Stored items from a collection
● ● ● ● ●

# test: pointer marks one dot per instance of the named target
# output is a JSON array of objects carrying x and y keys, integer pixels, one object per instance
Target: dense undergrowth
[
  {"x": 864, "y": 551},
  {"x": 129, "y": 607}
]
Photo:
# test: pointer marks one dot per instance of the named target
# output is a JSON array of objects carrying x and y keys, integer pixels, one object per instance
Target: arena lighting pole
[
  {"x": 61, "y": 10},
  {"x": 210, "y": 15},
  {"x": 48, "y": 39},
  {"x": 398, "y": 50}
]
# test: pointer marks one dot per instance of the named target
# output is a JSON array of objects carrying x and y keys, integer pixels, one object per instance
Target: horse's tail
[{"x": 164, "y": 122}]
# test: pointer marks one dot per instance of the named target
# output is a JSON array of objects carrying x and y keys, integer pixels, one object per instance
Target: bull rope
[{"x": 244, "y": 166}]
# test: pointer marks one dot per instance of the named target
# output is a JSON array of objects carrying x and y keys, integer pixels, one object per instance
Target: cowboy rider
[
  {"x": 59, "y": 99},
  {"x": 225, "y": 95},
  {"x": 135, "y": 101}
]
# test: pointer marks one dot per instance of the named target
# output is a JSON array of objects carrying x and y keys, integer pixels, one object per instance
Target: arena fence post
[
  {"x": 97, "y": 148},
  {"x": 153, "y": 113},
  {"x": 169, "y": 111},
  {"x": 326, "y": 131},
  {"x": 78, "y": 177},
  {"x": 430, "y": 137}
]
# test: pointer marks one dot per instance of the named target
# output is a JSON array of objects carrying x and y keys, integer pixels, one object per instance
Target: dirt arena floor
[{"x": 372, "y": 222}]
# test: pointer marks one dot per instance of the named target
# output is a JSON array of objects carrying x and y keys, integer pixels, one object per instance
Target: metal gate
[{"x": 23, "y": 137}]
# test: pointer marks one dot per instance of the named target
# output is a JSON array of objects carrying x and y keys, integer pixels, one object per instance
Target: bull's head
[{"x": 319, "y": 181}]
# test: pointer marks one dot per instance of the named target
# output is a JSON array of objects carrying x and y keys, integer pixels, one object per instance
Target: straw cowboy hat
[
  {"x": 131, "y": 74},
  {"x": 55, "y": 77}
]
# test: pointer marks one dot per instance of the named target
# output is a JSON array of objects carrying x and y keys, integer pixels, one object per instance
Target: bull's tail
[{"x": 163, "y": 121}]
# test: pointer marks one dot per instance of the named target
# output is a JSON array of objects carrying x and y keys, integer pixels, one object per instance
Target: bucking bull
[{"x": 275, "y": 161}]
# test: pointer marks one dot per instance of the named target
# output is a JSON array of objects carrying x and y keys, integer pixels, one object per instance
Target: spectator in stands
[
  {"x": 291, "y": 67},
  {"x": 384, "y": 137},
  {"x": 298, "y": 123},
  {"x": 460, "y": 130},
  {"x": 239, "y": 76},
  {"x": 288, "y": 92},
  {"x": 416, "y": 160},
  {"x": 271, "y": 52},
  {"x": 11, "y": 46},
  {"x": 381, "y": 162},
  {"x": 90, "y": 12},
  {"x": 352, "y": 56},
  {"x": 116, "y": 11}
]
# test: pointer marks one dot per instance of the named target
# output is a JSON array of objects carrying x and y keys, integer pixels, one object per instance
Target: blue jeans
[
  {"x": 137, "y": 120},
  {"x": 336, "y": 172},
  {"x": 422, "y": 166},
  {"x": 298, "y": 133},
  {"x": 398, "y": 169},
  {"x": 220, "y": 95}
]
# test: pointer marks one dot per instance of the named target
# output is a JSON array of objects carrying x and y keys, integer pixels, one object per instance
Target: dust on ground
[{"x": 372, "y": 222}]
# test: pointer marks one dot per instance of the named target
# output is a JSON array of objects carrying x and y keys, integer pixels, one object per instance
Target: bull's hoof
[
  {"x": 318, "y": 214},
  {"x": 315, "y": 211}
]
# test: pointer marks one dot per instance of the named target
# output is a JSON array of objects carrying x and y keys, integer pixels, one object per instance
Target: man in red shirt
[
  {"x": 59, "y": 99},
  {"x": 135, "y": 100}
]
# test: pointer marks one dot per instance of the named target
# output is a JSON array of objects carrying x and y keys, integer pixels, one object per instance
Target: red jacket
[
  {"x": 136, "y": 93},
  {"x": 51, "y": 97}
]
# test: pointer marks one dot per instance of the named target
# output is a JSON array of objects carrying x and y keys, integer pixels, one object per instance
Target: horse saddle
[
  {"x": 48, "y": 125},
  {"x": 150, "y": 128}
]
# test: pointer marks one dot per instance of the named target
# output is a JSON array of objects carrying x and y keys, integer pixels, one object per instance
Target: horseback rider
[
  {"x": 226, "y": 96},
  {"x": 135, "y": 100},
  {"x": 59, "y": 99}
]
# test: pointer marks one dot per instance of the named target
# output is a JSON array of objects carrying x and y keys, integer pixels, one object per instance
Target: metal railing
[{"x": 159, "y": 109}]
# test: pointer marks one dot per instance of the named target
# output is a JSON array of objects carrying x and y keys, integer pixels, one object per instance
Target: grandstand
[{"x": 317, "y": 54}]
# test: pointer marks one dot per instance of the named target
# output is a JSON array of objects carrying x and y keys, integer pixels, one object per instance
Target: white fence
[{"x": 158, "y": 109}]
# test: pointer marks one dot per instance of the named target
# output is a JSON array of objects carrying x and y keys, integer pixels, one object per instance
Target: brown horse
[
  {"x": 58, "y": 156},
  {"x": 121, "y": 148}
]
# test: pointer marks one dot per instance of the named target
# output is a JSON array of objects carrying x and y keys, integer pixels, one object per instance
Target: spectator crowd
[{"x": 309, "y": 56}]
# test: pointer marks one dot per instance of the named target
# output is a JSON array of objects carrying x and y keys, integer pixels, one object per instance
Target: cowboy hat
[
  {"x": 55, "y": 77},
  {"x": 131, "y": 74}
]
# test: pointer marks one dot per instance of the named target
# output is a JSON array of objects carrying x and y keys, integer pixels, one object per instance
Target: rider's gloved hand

● ● ● ● ●

## STATED PROBLEM
Pull out every line of the records above that contains the word "cowboy", and list them in their original order.

## RESPONSE TO THE EXERCISE
Target: cowboy rider
Target: straw cowboy hat
Target: cowboy hat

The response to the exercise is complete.